- _Stated exercise 1_: List each distinct value that appears inside {@code ...} markup in the tableSwitch patch description, counting repeated values once.

- _Selected extract_:
On Fri, 9 Apr 2021 18:27:07 GMT, Jorn Vernee <jver...@openjdk.org> wrote:

>> This patch adds a `tableSwitch` combinator that can be used to switch over a 
>> set of method handles given an index, with a fallback in case the index is 
>> out of bounds, much like the `tableswitch` bytecode. Here is a description 
>> of how it works (copied from the javadoc):
>> 
>>      Creates a table switch method handle, which can be used to switch over 
>> a set of target
>>      method handles, based on a given target index, called selector.
>> 
>>      For a selector value of {@code n}, where {@code n} falls in the range 
>> {@code [0, N)},
>>      and where {@code N} is the number of target method handles, the table 
>> switch method
>>      handle will invoke the n-th target method handle from the list of 
>> target method handles.
>> 
>>      For a selector value that does not fall in the range {@code [0, N)}, 
>> the table switch
>>      method handle will invoke the given fallback method handle.
>> 
>>      All method handles passed to this method must have the same type, with 
>> the additional
>>      requirement that the leading parameter be of type {@code int}. The 
>> leading parameter
>>      represents the selector.
>> 
>>      Any trailing parameters present in the type will appear on the returned 
>> table switch
>>      method handle as well. Any arguments assigned to these parameters will 
>> be forwarded,
>>      together with the selector value, to the selected method handle when 
>> invoking it.

- _Extracted records_:
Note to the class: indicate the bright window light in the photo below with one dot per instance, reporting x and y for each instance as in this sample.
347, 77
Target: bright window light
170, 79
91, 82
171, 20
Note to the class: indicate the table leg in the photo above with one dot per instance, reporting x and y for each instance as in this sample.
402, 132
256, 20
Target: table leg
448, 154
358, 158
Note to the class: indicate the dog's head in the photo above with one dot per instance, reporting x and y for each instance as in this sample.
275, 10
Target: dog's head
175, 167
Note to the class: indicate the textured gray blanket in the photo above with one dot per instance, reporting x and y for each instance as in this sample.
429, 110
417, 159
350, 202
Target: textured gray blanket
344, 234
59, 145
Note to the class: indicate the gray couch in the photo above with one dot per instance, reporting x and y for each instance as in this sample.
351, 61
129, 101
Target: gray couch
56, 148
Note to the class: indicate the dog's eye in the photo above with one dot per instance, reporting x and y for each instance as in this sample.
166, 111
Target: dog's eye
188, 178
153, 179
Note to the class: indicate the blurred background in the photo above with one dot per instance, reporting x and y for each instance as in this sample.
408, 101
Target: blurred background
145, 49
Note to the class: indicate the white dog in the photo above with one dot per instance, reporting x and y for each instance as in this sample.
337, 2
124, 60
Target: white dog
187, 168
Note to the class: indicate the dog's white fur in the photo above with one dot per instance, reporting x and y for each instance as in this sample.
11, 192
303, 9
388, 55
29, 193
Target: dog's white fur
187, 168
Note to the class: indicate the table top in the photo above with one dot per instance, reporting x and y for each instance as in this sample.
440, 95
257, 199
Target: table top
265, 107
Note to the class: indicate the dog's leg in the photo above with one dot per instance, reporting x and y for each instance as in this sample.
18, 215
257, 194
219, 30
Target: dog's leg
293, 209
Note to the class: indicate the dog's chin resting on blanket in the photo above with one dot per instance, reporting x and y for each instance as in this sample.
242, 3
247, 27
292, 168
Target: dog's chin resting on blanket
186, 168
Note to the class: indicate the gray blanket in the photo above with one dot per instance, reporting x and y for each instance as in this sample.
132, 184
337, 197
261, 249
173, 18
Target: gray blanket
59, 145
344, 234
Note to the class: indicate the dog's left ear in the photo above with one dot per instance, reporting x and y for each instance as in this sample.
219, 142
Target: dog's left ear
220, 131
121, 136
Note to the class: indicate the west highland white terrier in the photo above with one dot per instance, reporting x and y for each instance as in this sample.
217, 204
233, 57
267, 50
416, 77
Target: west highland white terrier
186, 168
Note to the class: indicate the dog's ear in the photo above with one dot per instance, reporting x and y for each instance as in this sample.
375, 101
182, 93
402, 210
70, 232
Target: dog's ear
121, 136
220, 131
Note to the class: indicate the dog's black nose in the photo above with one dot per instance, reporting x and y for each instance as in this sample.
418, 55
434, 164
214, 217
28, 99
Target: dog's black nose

- _Stated exercise 2_: Please pick out every line of the records that contains the string "head".

- _Written reply 1_:
n
[0, N)
N
int

- _Written reply 2_:
Note to the class: indicate the dog's head in the photo above with one dot per instance, reporting x and y for each instance as in this sample.
Target: dog's head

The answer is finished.